(Region pointing data)

──────────────────────────────

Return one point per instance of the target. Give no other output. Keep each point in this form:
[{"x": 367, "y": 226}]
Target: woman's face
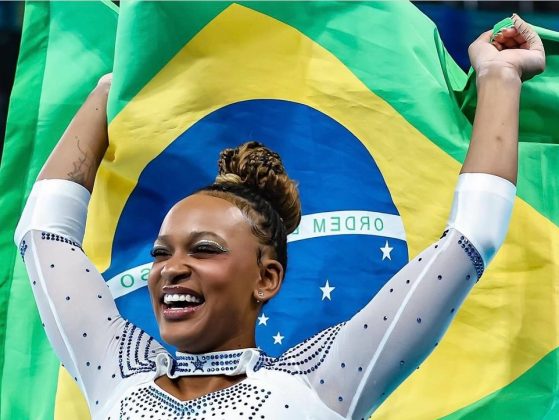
[{"x": 204, "y": 276}]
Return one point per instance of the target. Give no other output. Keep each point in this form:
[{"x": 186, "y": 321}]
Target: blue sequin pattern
[
  {"x": 134, "y": 351},
  {"x": 150, "y": 402},
  {"x": 473, "y": 254},
  {"x": 305, "y": 357}
]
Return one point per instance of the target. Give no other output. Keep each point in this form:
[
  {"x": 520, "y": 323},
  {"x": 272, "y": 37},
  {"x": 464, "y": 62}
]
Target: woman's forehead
[{"x": 205, "y": 213}]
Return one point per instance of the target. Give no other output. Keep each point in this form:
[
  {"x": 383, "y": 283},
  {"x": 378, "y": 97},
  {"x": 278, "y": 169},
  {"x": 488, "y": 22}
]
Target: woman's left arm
[{"x": 354, "y": 366}]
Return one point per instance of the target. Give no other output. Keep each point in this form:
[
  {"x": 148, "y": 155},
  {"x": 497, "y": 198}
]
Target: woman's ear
[{"x": 271, "y": 277}]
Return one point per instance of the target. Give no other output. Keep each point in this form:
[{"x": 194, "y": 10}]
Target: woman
[{"x": 221, "y": 254}]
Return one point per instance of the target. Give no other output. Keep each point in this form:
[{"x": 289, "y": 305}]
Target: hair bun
[{"x": 259, "y": 168}]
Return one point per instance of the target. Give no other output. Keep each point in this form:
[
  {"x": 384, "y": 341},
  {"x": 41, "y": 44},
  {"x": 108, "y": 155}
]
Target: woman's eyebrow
[{"x": 192, "y": 237}]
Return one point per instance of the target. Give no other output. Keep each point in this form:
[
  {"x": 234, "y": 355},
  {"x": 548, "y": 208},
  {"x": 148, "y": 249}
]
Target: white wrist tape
[
  {"x": 481, "y": 210},
  {"x": 57, "y": 206}
]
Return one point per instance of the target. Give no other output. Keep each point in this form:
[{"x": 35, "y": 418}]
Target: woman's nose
[{"x": 175, "y": 270}]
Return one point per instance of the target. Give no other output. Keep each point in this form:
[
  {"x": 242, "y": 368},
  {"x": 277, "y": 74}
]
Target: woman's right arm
[
  {"x": 82, "y": 322},
  {"x": 78, "y": 154}
]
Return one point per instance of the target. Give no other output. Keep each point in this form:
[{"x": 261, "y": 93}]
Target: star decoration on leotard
[
  {"x": 386, "y": 250},
  {"x": 278, "y": 338},
  {"x": 263, "y": 319},
  {"x": 326, "y": 290},
  {"x": 198, "y": 364}
]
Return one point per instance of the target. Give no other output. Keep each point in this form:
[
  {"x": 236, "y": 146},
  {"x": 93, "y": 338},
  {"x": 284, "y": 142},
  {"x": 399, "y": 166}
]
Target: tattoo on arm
[{"x": 83, "y": 168}]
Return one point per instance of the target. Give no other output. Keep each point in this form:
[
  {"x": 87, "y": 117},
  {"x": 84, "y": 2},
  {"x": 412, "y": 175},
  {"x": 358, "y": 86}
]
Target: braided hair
[{"x": 252, "y": 177}]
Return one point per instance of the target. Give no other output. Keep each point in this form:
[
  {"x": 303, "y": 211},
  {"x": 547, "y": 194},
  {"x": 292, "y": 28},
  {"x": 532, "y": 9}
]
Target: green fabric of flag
[
  {"x": 65, "y": 47},
  {"x": 507, "y": 325}
]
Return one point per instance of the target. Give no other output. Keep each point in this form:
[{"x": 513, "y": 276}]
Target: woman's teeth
[{"x": 181, "y": 298}]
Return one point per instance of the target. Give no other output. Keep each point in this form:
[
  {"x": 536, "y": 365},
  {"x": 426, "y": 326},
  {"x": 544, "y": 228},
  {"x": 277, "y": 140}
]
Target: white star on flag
[
  {"x": 278, "y": 338},
  {"x": 262, "y": 319},
  {"x": 386, "y": 251},
  {"x": 326, "y": 290}
]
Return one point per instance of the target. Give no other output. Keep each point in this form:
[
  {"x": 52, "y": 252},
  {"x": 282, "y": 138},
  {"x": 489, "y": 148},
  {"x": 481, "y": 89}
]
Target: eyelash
[{"x": 202, "y": 247}]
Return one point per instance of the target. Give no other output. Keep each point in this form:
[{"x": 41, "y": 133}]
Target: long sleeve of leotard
[
  {"x": 355, "y": 365},
  {"x": 74, "y": 302}
]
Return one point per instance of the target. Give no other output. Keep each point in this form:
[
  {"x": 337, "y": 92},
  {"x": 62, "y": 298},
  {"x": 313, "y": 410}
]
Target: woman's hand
[{"x": 519, "y": 49}]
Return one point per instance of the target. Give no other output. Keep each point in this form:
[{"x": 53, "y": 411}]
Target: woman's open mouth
[{"x": 180, "y": 303}]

──────────────────────────────

Please write out all the data again word for word, but not the pictures.

Response to this task:
Return one point per instance of the target. Give no other output. Keep each point in this form:
[{"x": 367, "y": 226}]
Target: woman's face
[{"x": 204, "y": 276}]
Return one point per instance of the target. Give no other output. Keep each point in this form:
[{"x": 186, "y": 321}]
Target: blue sequin pattern
[
  {"x": 134, "y": 351},
  {"x": 150, "y": 402},
  {"x": 473, "y": 254},
  {"x": 305, "y": 357}
]
Return one point per instance of the target. Give no other output. Keep each point in this form:
[
  {"x": 520, "y": 323},
  {"x": 272, "y": 37},
  {"x": 464, "y": 62}
]
Target: woman's forehead
[{"x": 205, "y": 213}]
Return one point per instance of the target. Give no other output. Keep each point in this form:
[
  {"x": 383, "y": 283},
  {"x": 378, "y": 97},
  {"x": 278, "y": 169},
  {"x": 488, "y": 22}
]
Target: woman's left arm
[{"x": 354, "y": 366}]
Return one point per instance of the target. Give no other output. Keep each point in this form:
[
  {"x": 148, "y": 155},
  {"x": 497, "y": 198}
]
Target: woman's ear
[{"x": 271, "y": 277}]
Return one point per instance of the target. Give no other output. Keep each point in this form:
[{"x": 194, "y": 10}]
Target: woman
[{"x": 221, "y": 254}]
Return one point per instance of the target. Give no other output. Keep each point in this form:
[{"x": 289, "y": 305}]
Target: hair bun
[{"x": 259, "y": 168}]
Return one point per instance of the target. Give no other output. Keep each point in this form:
[
  {"x": 384, "y": 341},
  {"x": 41, "y": 44},
  {"x": 108, "y": 155}
]
Target: woman's eyebrow
[{"x": 192, "y": 237}]
Return one point per instance of the target. Give no other output. Keep each point in this form:
[
  {"x": 234, "y": 355},
  {"x": 548, "y": 208},
  {"x": 148, "y": 249}
]
Target: white wrist tape
[
  {"x": 481, "y": 210},
  {"x": 57, "y": 206}
]
Return one point per instance of the target. Give no other output. Keep each point in this form:
[{"x": 35, "y": 418}]
Target: woman's nose
[{"x": 175, "y": 270}]
Return one point per instance of the target. Give no other output. Keep each point in this form:
[
  {"x": 242, "y": 368},
  {"x": 277, "y": 74}
]
Target: woman's right arm
[
  {"x": 82, "y": 322},
  {"x": 78, "y": 154}
]
Return one point per instance of the target. Give no other output. Keep each point in this form:
[{"x": 261, "y": 93}]
Target: star decoration on leotard
[
  {"x": 386, "y": 250},
  {"x": 278, "y": 338},
  {"x": 263, "y": 319},
  {"x": 326, "y": 290},
  {"x": 198, "y": 364}
]
Return one point per instance of the target. Give no other output. Keep each point in this form:
[
  {"x": 236, "y": 146},
  {"x": 93, "y": 338},
  {"x": 284, "y": 142},
  {"x": 399, "y": 166}
]
Target: tattoo on arm
[{"x": 83, "y": 168}]
Return one point per instance of the target. Give no other output. Keep each point in this form:
[
  {"x": 87, "y": 117},
  {"x": 84, "y": 2},
  {"x": 412, "y": 175},
  {"x": 358, "y": 86}
]
Target: braided hair
[{"x": 252, "y": 177}]
Return one point per instance of the target. Give no other output. Keep each point in this form:
[
  {"x": 303, "y": 211},
  {"x": 547, "y": 194},
  {"x": 292, "y": 28},
  {"x": 532, "y": 9}
]
Target: green fabric of flag
[
  {"x": 65, "y": 47},
  {"x": 507, "y": 325}
]
Return one point per instance of the target. Give no other output. Keep each point in this form:
[{"x": 513, "y": 276}]
Target: woman's teeth
[{"x": 181, "y": 298}]
Return one point per instance of the target. Give no other output. Keep each point in this form:
[
  {"x": 536, "y": 365},
  {"x": 426, "y": 326},
  {"x": 544, "y": 228},
  {"x": 277, "y": 140}
]
Target: white star on flag
[
  {"x": 278, "y": 338},
  {"x": 262, "y": 319},
  {"x": 386, "y": 251},
  {"x": 326, "y": 290}
]
Return one point per instance of the target. Give no other output. Keep each point in this form:
[
  {"x": 52, "y": 252},
  {"x": 282, "y": 138},
  {"x": 489, "y": 148},
  {"x": 481, "y": 89}
]
Target: eyelash
[{"x": 202, "y": 247}]
Return one point per instance of the target. Give no other output. Keep each point in this form:
[{"x": 41, "y": 133}]
Target: long sleeve of leotard
[
  {"x": 355, "y": 365},
  {"x": 74, "y": 302}
]
Return one point per instance of the target. Give no other output. Keep each point in this form:
[
  {"x": 337, "y": 92},
  {"x": 62, "y": 298},
  {"x": 313, "y": 410}
]
Target: woman's hand
[{"x": 519, "y": 49}]
Return one point per instance of the target. Give no other output. Keep each point in this form:
[{"x": 53, "y": 411}]
Target: woman's open mouth
[{"x": 180, "y": 303}]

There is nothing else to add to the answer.